DOCUMENT:
T-30.I.13. It must be clear that it is easier to have a happy day if you prevent unhappiness from entering at all. 2 But this takes practice in the rules that will protect you from the ravages of fear. 3 When this has been achieved, the sorry dream of judgment has forever been undone. 4 But meanwhile, you have need for practicing the rules for its undoing. 5 Let us, then, consider once again the very first of the decisions which are offered here.

T-30.I.14. We said you can begin a happy day with the determination not to make decisions by yourself. 2 This seems to be a real decision in itself. 3 And yet, you <cannot> make decisions by yourself. 4 The only question really is with what you choose to make them. 5 That is really all. 6 The first rule, then, is not coercion, but a simple statement of a simple fact. 7 You will not make decisions by yourself whatever you decide. 8 For they are made with idols or with God. 9 And you ask help of anti-Christ or Christ, and which you choose will join with you and tell you what to do.

T-30.I.15. Your day is not at random. 2 It is set by what you choose to live it with, and how the friend whose counsel you have sought perceives your happiness. 3 You always ask advice before you can decide on anything. 4 Let this be understood, and you can see there cannot be coercion here, nor grounds for opposition that you may be free. 5 There is no freedom from what must occur. 6 And if you think there is, you must be wrong.

T-30.I.16. The second rule as well is but a fact. 2 For you and your adviser must agree on what you want before it can occur. 3 It is but this agreement that permits all things to happen. 4 Nothing can be caused without some form of union, be it with a dream of judgment or the Voice for God. 5 Decisions cause results <because> they are not made in isolation. 6 They are made by you and your adviser, for yourself and for the world as well. 7 The day you want you offer to the world, for it will be what you have asked for, and will reinforce the rule of your adviser in the world. 8 Whose kingdom is the world for you today? 9 What kind of day will you decide to have?

DATASET CONTENT:
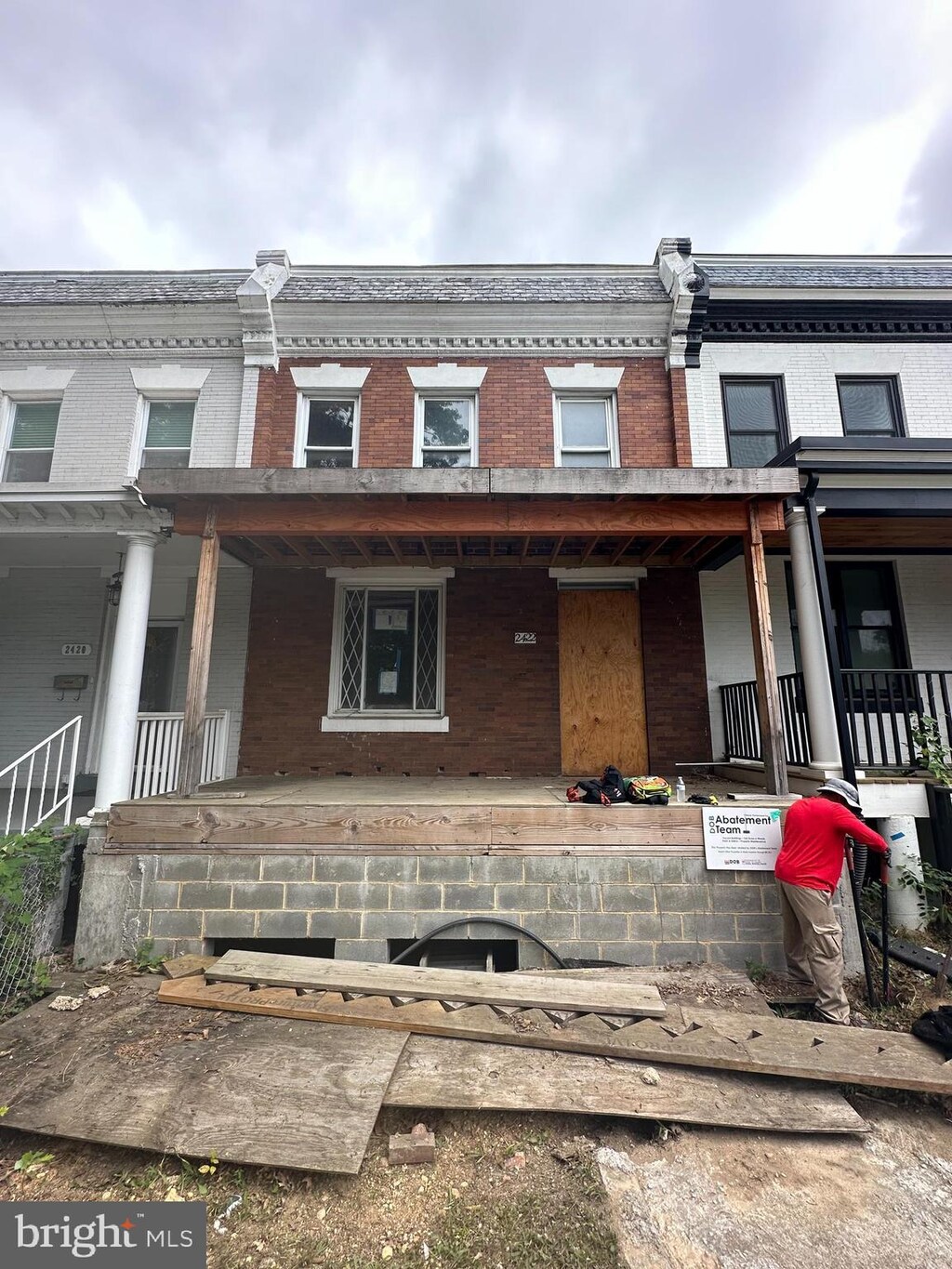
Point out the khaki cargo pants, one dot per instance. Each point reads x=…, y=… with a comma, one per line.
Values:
x=813, y=942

TASKS FOR THIS EXERCISE:
A: Answer these questions from the passage on making decisions:
(i) What does preventing unhappiness from entering at all take practice in?
(ii) With what are decisions made?
(iii) What must you and your adviser agree on before it can occur?
B: Retype the passage on making decisions, starting at "T-30.I.14. We said" and ending at "what to do.".
C: Decide whether each statement agrees with the passage on making decisions. Answer yes or no, and quote the words that decide it.
(i) Some choices let you make decisions by yourself.
(ii) Your day is random.
(iii) You always ask advice before you can decide on anything.
The material above was taken from a different source.

ANSWERS BELOW:
A:
(i) The rules that will protect you from the ravages of fear.
(ii) With idols or with God.
(iii) What you want.

B:
T-30.I.14. We said you can begin a happy day with the determination not to make decisions by yourself. 2 This seems to be a real decision in itself. 3 And yet, you <cannot> make decisions by yourself. 4 The only question really is with what you choose to make them. 5 That is really all. 6 The first rule, then, is not coercion, but a simple statement of a simple fact. 7 You will not make decisions by yourself whatever you decide. 8 For they are made with idols or with God. 9 And you ask help of anti-Christ or Christ, and which you choose will join with you and tell you what to do.

C:
(i) No: "You will not make decisions by yourself whatever you decide."
(ii) No: "Your day is not at random."
(iii) Yes: "You always ask advice before you can decide on anything."